Temporary
marriage catches on in Afghanistan
MAZAR-I-SHARIF,
Afghanistan - Twenty-nine-year-old mechanic Payenda Mohammad
was married last month in a simple ceremony in this northern
Afghanistan town, but the marriage only lasted four hours.
Which was exactly what he
wanted.
“Nobody would give me
their daughters to marry because I didn’t have family or
money,” says Payenda, who ended up in Iran after his parents
and a sister were killed in a bombing raid about 15 years ago.
“I started doing short
marriages in Iran,” he says. “When I came back to
Mazar-i-Sharif, I continued,” he says. He’s now been married
20 times.
In a country where most
marriages are for life and all divorces are a scandal, the idea
of the contract or temporary marriage is beginning to catch on.
Afghanistan’s majority
Sunni Muslims bans the marriages, known as fegha in the main
Dari language, but the Shiites accept them and some people here,
like Payenda, got the idea from Iran.
Such marriages were rare
in Afghanistan before the Sunni-dominated Taleban regime was
overthrown in late 2001, ending 25 years of war.
But with the return of
many of the nearly two million Afghans who fled to Shiite Iran
during the conflict, contract marriages have been gaining
popularity - although they are still unusual.
The process is simple. To
get married, a couple takes an oath in front of an imam that
makes them man and wife for a stipulated period of time - from a
few hours to a few years.
Afterwards they can then
choose to marry each other again or move on.

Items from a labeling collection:
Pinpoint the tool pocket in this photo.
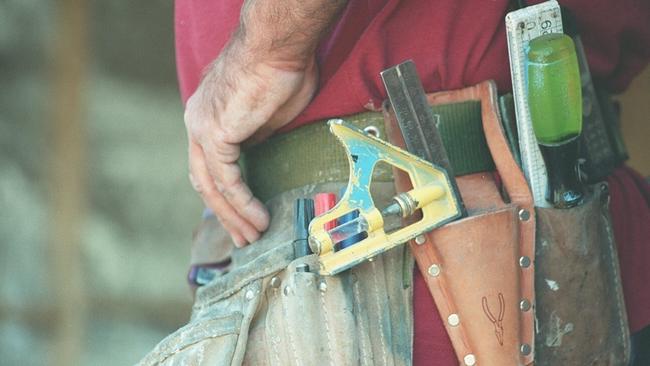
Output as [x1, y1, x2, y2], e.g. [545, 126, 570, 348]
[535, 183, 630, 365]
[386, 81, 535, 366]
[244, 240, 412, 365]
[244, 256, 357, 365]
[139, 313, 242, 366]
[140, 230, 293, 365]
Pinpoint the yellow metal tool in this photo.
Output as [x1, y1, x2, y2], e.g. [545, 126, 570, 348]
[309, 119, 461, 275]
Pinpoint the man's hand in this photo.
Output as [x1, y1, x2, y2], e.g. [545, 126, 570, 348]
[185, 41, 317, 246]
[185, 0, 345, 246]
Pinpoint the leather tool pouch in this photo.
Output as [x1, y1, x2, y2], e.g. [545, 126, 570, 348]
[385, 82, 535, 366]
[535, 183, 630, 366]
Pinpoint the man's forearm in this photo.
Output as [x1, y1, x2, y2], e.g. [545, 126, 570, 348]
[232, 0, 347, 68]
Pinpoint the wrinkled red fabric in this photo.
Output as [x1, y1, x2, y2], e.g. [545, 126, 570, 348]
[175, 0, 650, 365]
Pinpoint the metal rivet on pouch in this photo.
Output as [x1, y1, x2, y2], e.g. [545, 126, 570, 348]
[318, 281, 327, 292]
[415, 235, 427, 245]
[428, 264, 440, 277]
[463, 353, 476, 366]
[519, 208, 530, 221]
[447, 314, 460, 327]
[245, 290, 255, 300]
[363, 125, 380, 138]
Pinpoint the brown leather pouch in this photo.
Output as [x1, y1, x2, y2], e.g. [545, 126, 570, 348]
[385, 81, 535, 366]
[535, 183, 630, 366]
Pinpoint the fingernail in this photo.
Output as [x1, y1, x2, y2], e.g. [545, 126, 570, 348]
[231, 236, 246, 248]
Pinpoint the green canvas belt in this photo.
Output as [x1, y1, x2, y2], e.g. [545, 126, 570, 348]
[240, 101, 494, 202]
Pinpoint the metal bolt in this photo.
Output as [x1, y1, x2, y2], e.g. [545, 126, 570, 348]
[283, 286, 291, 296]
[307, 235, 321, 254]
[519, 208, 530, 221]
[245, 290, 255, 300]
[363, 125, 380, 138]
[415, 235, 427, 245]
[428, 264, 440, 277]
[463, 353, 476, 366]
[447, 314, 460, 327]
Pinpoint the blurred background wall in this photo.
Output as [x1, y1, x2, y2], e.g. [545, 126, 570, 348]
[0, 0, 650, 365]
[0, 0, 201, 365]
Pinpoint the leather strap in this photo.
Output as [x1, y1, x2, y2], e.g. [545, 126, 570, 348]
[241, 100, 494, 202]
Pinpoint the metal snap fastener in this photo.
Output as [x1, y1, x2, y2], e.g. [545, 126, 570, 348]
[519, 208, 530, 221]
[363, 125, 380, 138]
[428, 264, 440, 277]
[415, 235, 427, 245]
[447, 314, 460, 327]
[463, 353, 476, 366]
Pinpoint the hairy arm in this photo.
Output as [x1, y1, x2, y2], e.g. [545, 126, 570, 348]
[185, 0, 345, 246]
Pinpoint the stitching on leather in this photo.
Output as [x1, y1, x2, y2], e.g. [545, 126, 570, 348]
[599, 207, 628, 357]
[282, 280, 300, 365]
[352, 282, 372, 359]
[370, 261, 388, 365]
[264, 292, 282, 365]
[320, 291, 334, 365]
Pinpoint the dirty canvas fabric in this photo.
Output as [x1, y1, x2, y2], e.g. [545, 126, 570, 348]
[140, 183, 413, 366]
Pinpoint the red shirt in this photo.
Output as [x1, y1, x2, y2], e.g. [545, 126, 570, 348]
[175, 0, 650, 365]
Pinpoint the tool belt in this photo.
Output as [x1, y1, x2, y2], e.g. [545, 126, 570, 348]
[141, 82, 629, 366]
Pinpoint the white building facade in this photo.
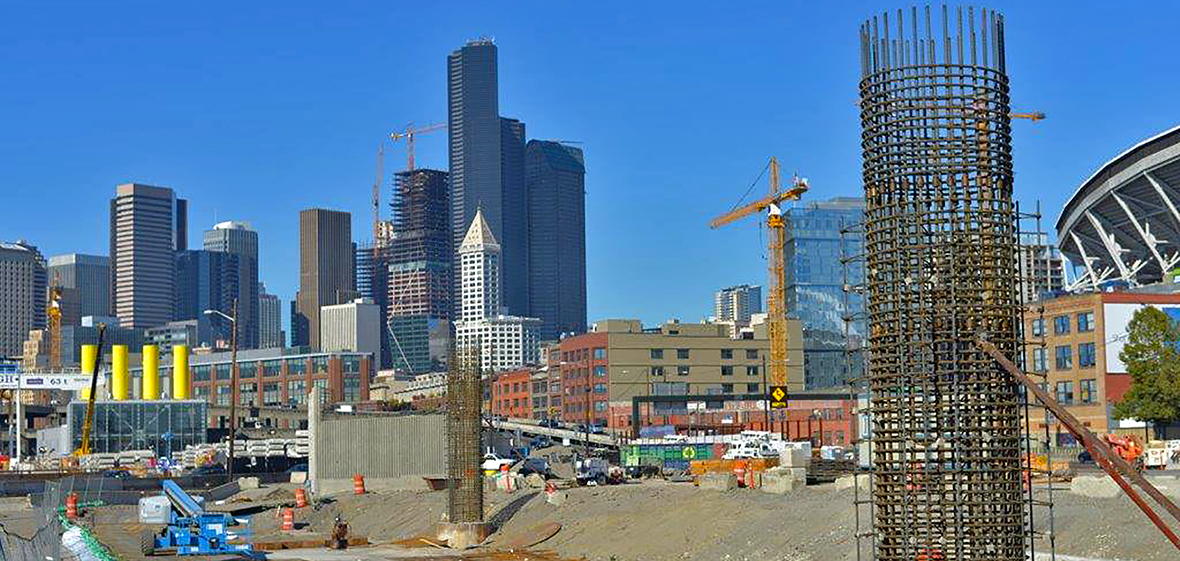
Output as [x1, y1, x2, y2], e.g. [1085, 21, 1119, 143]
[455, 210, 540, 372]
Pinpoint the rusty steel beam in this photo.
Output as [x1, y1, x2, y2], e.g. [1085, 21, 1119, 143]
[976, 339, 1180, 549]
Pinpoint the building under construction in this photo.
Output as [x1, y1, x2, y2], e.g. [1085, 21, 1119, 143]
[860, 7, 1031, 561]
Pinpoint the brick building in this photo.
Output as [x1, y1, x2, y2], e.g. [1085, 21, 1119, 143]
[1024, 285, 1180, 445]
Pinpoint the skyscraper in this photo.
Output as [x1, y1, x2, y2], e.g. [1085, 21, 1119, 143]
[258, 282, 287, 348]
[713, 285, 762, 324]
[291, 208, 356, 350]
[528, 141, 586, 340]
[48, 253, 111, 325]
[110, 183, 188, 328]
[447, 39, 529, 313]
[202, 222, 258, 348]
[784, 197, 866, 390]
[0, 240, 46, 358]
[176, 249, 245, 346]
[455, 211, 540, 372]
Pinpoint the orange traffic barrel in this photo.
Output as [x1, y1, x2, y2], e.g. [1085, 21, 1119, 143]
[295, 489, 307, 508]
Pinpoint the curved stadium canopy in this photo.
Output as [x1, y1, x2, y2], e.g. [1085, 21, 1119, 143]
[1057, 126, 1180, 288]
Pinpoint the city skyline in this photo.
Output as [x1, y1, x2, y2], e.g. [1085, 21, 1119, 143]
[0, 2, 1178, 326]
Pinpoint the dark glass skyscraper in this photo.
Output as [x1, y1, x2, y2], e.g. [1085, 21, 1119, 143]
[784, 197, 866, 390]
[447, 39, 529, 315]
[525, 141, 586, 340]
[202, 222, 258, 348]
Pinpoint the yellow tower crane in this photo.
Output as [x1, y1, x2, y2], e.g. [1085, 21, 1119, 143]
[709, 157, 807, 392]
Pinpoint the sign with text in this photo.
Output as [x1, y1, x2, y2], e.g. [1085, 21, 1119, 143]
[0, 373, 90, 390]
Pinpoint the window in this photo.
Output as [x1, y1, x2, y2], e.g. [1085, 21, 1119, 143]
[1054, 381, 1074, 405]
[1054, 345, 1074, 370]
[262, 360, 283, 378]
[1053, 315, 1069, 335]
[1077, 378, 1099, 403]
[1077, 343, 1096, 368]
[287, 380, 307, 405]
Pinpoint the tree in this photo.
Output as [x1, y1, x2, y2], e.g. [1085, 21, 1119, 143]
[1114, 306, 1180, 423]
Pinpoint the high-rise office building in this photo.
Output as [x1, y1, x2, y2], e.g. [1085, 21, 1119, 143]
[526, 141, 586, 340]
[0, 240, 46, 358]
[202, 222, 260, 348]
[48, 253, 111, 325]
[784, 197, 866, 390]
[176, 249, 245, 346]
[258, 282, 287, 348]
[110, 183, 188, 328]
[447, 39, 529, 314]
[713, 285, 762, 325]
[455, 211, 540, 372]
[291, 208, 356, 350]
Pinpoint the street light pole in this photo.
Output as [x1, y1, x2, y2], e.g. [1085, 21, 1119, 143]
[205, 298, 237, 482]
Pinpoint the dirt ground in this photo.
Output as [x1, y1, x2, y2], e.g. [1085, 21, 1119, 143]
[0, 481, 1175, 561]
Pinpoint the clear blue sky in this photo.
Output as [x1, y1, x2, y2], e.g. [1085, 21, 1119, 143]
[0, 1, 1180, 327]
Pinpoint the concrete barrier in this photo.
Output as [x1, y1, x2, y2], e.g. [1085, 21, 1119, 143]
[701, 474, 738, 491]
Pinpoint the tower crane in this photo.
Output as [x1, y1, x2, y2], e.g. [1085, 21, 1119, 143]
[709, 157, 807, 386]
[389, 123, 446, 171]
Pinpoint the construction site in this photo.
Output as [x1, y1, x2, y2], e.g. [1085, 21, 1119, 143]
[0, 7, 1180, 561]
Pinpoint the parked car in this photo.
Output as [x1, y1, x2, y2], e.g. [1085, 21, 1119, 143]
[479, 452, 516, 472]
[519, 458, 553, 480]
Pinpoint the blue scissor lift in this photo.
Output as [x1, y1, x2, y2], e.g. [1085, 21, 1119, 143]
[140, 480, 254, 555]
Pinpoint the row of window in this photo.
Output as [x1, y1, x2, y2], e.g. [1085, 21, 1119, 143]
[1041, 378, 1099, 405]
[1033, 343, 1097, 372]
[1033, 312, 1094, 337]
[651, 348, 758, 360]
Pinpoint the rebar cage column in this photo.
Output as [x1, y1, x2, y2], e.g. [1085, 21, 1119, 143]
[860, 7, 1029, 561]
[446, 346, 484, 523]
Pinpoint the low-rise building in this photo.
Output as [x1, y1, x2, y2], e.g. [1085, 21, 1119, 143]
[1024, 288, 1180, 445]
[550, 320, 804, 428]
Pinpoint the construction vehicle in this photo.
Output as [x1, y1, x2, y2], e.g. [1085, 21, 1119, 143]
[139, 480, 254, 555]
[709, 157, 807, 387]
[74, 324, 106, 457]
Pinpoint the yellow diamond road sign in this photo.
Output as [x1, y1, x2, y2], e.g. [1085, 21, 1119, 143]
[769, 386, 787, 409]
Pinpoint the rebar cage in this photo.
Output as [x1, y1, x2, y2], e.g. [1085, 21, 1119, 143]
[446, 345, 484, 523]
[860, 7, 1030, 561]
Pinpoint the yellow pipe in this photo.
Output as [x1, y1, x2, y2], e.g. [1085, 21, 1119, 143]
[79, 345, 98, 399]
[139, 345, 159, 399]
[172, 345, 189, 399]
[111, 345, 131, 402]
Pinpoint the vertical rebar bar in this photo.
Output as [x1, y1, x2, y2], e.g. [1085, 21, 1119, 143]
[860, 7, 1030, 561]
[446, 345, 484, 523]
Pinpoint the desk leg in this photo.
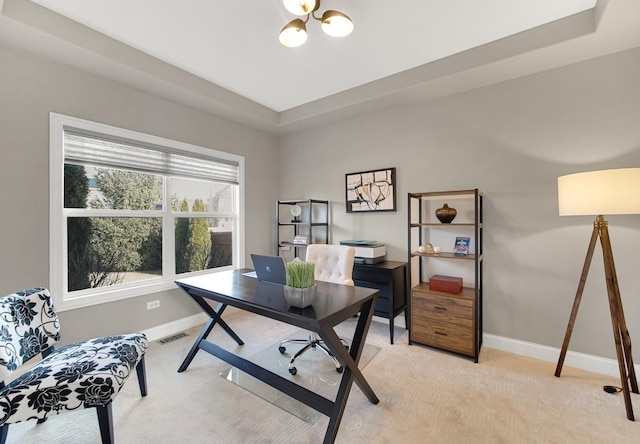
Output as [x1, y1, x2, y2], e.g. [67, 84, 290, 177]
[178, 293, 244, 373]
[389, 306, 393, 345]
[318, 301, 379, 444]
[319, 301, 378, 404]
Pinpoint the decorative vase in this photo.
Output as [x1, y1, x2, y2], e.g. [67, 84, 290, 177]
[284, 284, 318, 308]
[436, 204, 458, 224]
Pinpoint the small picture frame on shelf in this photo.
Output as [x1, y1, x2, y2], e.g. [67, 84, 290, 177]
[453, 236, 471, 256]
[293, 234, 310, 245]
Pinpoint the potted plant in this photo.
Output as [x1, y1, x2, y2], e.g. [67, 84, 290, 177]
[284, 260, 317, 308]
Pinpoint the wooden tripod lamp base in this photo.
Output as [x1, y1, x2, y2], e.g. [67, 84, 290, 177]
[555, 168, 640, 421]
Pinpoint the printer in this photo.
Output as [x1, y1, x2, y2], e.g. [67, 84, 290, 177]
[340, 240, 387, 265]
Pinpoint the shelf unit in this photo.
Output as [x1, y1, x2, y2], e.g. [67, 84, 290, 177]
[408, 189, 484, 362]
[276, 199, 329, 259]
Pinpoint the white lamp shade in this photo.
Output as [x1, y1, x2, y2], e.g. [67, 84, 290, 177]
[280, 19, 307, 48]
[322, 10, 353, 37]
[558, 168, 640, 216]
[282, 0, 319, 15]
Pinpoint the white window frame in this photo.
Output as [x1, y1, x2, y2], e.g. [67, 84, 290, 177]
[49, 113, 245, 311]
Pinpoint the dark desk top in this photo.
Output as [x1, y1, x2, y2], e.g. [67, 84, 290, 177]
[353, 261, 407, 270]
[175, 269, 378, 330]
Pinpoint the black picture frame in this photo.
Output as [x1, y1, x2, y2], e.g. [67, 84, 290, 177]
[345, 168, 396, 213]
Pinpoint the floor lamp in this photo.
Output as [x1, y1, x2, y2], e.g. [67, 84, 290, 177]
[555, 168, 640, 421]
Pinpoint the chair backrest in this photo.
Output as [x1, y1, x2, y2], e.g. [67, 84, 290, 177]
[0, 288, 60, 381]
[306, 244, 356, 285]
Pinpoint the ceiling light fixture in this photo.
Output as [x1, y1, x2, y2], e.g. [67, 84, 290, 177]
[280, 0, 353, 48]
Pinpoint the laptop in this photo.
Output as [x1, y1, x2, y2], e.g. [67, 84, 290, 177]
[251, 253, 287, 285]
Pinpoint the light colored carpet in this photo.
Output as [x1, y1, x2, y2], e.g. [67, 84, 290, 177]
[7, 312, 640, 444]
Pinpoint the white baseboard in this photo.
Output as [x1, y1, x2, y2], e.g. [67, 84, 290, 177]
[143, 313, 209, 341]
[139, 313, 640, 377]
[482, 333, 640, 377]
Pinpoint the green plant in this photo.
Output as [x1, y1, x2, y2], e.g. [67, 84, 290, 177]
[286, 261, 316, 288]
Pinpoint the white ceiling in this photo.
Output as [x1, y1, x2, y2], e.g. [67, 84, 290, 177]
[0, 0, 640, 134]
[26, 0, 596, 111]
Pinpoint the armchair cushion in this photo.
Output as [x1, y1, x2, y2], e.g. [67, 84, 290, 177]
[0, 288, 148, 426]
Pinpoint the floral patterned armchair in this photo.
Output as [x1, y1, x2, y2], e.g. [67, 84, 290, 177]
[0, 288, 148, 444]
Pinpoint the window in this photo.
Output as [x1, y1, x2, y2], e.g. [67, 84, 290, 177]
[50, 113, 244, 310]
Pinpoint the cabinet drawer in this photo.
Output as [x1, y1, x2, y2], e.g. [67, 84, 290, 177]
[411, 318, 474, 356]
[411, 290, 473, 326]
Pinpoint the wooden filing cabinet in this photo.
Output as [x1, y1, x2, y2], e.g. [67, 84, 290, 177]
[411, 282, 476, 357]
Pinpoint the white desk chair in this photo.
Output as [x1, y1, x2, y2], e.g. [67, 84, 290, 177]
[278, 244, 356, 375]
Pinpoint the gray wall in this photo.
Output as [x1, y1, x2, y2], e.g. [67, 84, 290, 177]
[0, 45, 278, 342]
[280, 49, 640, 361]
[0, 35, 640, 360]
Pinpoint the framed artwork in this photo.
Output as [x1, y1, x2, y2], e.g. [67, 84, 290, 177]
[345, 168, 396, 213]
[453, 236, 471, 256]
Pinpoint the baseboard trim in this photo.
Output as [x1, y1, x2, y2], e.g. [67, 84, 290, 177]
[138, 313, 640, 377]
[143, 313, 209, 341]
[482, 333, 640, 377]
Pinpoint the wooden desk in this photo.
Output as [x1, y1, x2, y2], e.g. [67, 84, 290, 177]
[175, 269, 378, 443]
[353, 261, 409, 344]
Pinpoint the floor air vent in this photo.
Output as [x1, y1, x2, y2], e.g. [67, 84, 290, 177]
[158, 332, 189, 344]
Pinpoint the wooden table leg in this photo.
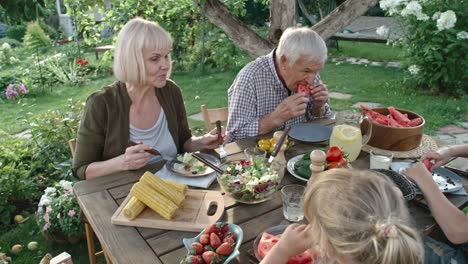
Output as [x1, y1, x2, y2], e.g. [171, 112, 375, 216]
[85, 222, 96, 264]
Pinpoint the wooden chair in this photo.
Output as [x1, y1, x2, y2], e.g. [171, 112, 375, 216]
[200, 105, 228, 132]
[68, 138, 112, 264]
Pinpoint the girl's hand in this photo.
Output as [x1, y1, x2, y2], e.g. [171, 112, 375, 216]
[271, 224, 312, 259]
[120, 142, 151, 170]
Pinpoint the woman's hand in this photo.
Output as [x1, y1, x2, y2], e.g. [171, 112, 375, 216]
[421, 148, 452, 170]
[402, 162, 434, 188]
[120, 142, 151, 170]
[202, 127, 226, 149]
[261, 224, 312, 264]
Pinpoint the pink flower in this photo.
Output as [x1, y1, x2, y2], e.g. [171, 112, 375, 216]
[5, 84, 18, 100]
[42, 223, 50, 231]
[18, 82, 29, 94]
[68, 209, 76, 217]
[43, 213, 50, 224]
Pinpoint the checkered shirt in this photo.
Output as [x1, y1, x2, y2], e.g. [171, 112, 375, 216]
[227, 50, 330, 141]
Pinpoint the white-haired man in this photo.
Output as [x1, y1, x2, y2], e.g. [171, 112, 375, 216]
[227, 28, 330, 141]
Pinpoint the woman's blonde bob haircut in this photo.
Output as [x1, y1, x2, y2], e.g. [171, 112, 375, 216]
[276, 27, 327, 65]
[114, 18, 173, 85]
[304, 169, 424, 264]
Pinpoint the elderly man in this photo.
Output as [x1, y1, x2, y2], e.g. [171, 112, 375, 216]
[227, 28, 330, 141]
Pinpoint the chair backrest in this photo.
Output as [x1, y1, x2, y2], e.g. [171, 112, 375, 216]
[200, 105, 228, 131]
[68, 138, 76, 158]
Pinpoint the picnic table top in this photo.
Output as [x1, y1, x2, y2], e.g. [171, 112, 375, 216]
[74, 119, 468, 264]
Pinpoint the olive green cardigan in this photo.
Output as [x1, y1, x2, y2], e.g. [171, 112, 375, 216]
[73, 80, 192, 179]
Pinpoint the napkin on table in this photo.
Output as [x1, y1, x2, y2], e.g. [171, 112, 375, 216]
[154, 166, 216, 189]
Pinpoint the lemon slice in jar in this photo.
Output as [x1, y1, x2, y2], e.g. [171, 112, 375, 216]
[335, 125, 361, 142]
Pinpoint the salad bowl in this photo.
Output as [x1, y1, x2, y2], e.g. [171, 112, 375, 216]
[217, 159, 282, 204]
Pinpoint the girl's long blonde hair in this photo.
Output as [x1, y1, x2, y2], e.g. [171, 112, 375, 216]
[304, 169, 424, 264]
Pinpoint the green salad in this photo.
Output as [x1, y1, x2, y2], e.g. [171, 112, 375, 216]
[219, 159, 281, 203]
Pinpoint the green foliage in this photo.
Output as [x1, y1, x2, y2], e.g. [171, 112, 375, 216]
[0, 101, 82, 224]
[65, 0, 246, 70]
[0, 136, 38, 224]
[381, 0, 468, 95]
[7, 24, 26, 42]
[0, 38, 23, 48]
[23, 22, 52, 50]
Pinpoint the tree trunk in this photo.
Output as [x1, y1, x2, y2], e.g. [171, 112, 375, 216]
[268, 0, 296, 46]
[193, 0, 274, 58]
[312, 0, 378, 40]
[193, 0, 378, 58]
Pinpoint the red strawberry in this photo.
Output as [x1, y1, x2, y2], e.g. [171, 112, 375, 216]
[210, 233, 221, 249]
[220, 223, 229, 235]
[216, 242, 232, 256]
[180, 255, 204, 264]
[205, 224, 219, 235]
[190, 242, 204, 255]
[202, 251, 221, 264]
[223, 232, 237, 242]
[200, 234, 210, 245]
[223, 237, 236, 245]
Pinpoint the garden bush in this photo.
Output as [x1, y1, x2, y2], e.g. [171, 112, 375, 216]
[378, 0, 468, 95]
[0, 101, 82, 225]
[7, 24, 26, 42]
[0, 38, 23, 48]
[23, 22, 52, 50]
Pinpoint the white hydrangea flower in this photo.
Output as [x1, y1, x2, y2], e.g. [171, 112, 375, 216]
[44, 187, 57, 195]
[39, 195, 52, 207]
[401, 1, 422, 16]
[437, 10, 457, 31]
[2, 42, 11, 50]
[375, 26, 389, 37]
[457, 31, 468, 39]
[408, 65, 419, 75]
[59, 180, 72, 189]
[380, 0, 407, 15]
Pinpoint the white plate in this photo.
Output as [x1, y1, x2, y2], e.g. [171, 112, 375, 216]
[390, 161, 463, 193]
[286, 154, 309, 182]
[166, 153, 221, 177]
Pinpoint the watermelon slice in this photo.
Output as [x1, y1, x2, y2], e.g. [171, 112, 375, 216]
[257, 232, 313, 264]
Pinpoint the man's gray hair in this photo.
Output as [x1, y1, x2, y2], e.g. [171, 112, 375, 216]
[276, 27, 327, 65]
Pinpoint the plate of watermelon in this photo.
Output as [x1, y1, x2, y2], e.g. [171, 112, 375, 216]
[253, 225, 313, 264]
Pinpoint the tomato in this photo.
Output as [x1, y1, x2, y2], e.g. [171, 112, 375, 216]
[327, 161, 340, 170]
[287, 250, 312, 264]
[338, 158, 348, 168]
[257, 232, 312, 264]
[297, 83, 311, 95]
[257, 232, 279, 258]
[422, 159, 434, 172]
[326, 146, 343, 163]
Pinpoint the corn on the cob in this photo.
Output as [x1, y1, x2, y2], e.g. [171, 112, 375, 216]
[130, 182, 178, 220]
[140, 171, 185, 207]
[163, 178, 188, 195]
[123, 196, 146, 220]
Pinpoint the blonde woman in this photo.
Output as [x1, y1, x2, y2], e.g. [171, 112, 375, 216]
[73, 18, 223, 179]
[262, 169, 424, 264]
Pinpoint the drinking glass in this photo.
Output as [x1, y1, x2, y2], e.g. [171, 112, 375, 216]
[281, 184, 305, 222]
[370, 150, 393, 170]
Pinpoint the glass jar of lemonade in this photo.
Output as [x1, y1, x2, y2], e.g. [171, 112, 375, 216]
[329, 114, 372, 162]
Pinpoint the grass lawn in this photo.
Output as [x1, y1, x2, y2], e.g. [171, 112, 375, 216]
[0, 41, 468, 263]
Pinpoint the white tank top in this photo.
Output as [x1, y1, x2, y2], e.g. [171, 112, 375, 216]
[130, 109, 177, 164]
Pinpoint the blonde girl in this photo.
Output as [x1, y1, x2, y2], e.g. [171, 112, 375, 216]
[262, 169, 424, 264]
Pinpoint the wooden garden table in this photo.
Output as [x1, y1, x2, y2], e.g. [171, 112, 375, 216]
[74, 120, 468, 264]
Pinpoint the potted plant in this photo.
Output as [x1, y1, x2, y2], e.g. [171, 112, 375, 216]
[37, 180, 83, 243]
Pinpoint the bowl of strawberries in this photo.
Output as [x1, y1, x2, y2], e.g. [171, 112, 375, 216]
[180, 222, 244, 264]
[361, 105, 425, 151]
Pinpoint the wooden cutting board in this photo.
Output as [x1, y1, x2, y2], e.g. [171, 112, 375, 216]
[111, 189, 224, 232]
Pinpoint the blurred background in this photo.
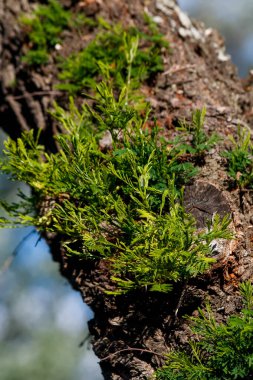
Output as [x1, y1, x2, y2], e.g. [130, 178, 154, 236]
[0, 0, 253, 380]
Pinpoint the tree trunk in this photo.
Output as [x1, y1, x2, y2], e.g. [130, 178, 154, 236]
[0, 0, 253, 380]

● To do
Continue the article on temporary marriage in Afghanistan above, beginning right after its last sentence.

● Response to this task
Shiite clerics defend the
practice as something that benefits both the men and women.
“For a man it means he
doesn’t have to think about women or sex. For a woman, it
means she has a husband to feed and take care of her and her
children,” said Sayed Barat Ali Razawi, a Shiite mullah in
Mazar-i-Sharif.
He says the Prophet
Mohammed himself gave permission for soldiers to have short
marriages while they were away from home, and for women to marry
temporarily if their real husbands had died.
Abuse
of contract marriages
Sunni Muslims say this is
wrong.
“In my opinion contract
marriage is just for sex,” says Mullah Azizullah Mofley, a
Sunni cleric, insisting the prophet later outlawed the practice.
Young people “abuse
contract marriages just for sex by marrying for just one or two
hours,” he says.
But Nader Nadery, from the
Afghanistan Independent Human Rights Commission, says the
contract marriage is not a way to legitimise sex but an attempt
to find a practical solution to difficult circumstances like
poverty.
“It is not a new trend
to overcome a strict moral code,” Nadery says. “It started
hundreds of years ago.”
In a normal marriage, an
Afghan groom must pay a dowry that can be worth anything from
1,000 to several thousand dollars. He then has to pay for the
wedding party, which can cost hundreds more.
“I waited for five years
but no one came to our house to marry me,” says Nazira, whose
first husband was killed by the Taleban.
“My father was so poor
that he couldn’t feed our family. One day a man came to our
house and told my father that he wanted to marry me for seven
months. My father had heard about contract marriages so he
accepted,” she says.
Her husband Mohammad Asef,
a 38-year-old shopkeeper, learned the custom in Iran, where he
had gone to work for a year after his wife died, leaving him
with two children.
“When I returned to
Afghanistan my aunt helped me find this woman,” he says,
gesturing to Nazira, with whom he is halfway through a six-month
contract.
Mohammad is her second
contract husband.
“Short marriages have a
lot of benefits for women whose husbands have died,” she says,
as her husband serves customers in the store.
“It helps them look
after their children better and they don’t need to go out for
sex. Also, we don’t have to pay for a wedding party because
with a short marriage we just go to a mullah.”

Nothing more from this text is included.